Document excerpt
Directed by Amy Gunn
Pros: This production fits any day, any mood and anyone and everyone.
Cons: I honestly find it very hard to think of anything.
Our verdict: One of the sweetest, most tender productions out there at the moment. Aimed at all kinds of audience, you will simply love it.
|Courtesy of Outfox Productions|
A new production of the 1964 play by Pulitzer Prize-winner Paul Zindel, The Effect of Gamma Rays on Man-in-the-Moon Marigolds tells the story of a young girl, Matilda, aka ‘Tillie’. She is utterly in love with the far-away, dreamy world that science presents, which is so different from the harsh reality she shares with her dysfunctional mother, older sister Ruth and their pet rabbit Peter.
Matilda, played by Evelyn Campbell is introverted and quiet, living constrained by the explosive and manic character of her mother, Beatrice ‘Betty’ (Sophie Doherty) and popular, giddy schoolgirl Ruth portrayed by Katherine Rodden. ‘Nanny’, an additional although somewhat unusual member of the family (Clare Almond) joins the family scene occasionally. Nanny is an old, frail woman under the care of Beatrice – she provides the family’s only economic income and although she is a silent character, she gives a way for the audience to see Beatrice’s scornful attitude towards all that surround her.
In their little home in an American tow, Tillie fights to go to school and learn all about the fantastic, magical world of atoms. In this world, she is made of stardust, the sun and stars are glowing inside her and everything is pure and beautiful in comparison with the pernicious family environment she comes back to every day. But not only does she love science, she has a natural talent for it, much to the excitement of her tutors (and the dismay of her mother), and so is given an additional project to present to the school’s science fair; The Effect of Gamma Rays on Man-in-the-Moon Marigolds.
The play develops in the family living room, decorated sparsely with the basics in a very modest fashion, showing their struggling way of life. The adjacent room belongs to Nanny, who very rarely wobbles out. By means of changes in lighting, the scenes switch from a well-illuminated family area to Tillie’s inner world, bathed in shadows where the audience is allowed to hear her thoughts. A single light bulb blinks weakly whilst Matilda’s voice resonates in the theatre: ‘a-toms‘.

Supplied material
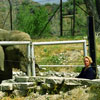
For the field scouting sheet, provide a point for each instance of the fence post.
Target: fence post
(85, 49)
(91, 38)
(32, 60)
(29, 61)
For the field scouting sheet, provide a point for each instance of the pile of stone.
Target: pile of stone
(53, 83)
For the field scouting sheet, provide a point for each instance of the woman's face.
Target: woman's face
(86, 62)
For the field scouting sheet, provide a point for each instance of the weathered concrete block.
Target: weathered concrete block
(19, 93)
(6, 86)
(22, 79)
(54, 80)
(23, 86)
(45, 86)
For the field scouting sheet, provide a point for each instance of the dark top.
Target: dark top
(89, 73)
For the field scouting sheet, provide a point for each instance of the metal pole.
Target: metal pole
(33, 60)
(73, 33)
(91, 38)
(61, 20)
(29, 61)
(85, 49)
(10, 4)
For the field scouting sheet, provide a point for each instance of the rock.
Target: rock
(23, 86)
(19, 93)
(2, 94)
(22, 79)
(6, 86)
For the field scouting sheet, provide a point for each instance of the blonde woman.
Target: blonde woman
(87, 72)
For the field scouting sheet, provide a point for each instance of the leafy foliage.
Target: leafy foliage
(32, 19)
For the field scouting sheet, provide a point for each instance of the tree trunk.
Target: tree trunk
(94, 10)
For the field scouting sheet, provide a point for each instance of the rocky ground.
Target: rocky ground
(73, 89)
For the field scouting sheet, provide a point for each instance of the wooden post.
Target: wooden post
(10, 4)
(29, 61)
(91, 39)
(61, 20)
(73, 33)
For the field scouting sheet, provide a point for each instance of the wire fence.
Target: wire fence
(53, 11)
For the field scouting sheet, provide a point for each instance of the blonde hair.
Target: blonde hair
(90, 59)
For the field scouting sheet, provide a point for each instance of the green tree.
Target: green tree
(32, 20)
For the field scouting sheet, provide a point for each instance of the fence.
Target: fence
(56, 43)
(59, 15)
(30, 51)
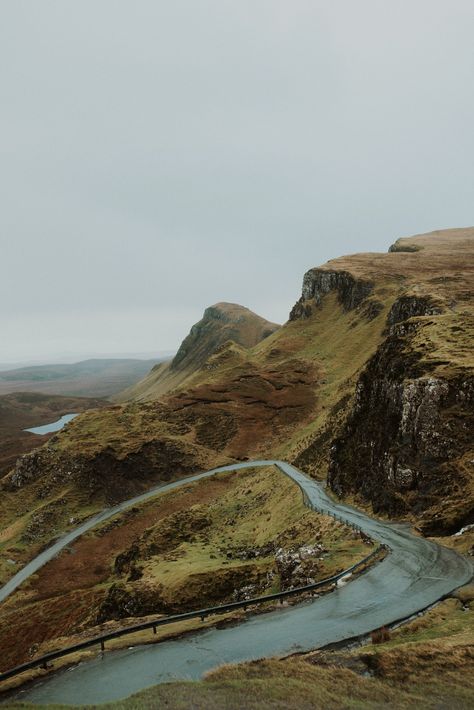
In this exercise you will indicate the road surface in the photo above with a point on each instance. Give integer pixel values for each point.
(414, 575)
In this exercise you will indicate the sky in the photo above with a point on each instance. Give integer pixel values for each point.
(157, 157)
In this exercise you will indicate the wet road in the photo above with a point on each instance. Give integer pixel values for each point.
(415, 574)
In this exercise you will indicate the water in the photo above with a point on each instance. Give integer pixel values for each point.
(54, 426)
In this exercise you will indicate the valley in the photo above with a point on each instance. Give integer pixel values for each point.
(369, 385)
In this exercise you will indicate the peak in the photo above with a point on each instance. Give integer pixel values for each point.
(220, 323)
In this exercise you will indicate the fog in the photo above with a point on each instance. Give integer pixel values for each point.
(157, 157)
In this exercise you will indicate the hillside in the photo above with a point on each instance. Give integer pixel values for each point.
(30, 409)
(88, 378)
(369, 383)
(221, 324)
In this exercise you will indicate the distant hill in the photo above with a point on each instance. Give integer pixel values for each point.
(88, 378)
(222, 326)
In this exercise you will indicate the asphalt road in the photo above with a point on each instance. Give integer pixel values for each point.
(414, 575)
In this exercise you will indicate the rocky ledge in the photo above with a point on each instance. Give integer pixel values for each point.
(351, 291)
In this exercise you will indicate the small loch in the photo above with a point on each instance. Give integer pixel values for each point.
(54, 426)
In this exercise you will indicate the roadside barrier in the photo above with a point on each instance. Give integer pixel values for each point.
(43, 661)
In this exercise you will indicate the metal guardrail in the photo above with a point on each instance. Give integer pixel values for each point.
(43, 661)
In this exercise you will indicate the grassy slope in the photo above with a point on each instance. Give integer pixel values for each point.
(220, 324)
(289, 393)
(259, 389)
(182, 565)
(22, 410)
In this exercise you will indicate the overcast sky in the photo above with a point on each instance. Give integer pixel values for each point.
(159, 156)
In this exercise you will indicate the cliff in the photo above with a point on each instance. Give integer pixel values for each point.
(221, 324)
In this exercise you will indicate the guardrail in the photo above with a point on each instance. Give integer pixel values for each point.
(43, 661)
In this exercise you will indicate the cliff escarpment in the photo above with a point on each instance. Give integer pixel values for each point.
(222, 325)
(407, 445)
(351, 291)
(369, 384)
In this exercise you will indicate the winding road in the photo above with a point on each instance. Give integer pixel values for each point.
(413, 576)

Task requirements
a – Summarize the review of the Marigolds production in two sentences.
b – Carry on the review of the Marigolds production from its final sentence.
The entries play no role here.

Responses by item number
a – The review praises Amy Gunn's new production of Paul Zindel's 1964 play as one of the sweetest, most tender productions around, suited to all kinds of audience. The play follows Matilda, or Tillie, a quiet girl who loves science and lives with her explosive mother Beatrice, her giddy sister Ruth and the frail Nanny, and whose talent earns her a science fair project on the effect of gamma rays on man-in-the-moon marigolds.

b –
The plot and staging at the Brockley Jack Studio Theatre are truly inspired. But what stole the show completely were the sublime performances. Tillie barely has any lines and yet Campbell makes the character transparent and completely accessible as the shy, quiet and studious child. Rodden plays Ruth as impatient, childish and broken inside. She has seizures brought on by unpleasant thoughts or intense emotions, much of the time spurred on by her mother’s noxious remarks or actions. But the pièce de resistance was Sophie’s Doherty’s performance as the mother. Her skills on stage gave the show the bewitching parallelism between Tillie’s love for science and her marigold experiment and the deteriorated family environment she creates for the girls. It gives the audience the chilling effect of seeing what happens when something beautiful and fragile is subjected to toxicity, much like the effects of gamma rays on marigolds. The most outstanding thing is that the character does not inspire aversion: Doherty places Beatrice’s fears and insecurities in the foreground, not only giving a terrific performance but also giving structure and basis to the whole show.
This has to be one of the sweetest, most tender productions I have ever seen. I encourage everyone who reads this to go see it, you will leave the theatre in love with the experience.
The Effect of Gamma Rays on Man-in-the-Moon Marigolds runs at Brockley Jack Studio Theatre from 1st October to 19th October 2013.